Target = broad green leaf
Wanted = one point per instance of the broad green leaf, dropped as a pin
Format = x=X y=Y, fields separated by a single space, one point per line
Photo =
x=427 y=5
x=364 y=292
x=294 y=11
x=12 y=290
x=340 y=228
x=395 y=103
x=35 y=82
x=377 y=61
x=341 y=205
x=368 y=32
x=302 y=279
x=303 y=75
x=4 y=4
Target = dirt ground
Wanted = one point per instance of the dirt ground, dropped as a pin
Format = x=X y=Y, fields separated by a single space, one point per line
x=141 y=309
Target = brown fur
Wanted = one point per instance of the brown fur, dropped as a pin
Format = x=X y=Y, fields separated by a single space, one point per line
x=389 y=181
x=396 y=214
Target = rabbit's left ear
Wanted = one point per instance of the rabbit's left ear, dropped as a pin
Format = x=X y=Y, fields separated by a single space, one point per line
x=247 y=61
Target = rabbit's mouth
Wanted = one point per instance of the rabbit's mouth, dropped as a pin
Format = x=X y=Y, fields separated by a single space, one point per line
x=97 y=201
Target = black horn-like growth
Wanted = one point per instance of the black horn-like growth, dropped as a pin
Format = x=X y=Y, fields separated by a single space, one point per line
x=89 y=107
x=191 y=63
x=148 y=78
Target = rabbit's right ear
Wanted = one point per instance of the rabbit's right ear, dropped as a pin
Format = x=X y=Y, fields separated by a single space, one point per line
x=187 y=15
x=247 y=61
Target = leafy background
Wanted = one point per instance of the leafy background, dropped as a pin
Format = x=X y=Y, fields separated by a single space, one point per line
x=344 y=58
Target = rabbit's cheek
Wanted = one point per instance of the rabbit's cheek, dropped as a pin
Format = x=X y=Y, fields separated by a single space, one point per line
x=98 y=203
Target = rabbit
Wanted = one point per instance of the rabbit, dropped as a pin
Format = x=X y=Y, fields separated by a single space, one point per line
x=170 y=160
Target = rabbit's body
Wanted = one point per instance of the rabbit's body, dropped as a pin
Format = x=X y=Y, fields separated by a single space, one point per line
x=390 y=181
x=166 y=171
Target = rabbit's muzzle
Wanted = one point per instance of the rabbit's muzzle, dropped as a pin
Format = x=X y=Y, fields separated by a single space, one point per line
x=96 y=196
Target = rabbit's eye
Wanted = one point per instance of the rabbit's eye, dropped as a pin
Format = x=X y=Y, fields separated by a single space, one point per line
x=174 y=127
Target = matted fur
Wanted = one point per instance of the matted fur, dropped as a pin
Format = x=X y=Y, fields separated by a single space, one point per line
⁂
Task goal:
What is needed is a word-for-word copy of the records above, from the first line through the line that contains "Target = dirt ground".

Written reply:
Target = broad green leaf
Wanted = one point per instance of the broad green leaf, dropped as a pin
Format = x=X y=Y, fields separated by a single space, one point per line
Photo =
x=427 y=5
x=364 y=292
x=294 y=11
x=12 y=290
x=340 y=228
x=395 y=103
x=35 y=82
x=377 y=61
x=341 y=205
x=368 y=32
x=302 y=279
x=303 y=75
x=4 y=4
Target = dirt ground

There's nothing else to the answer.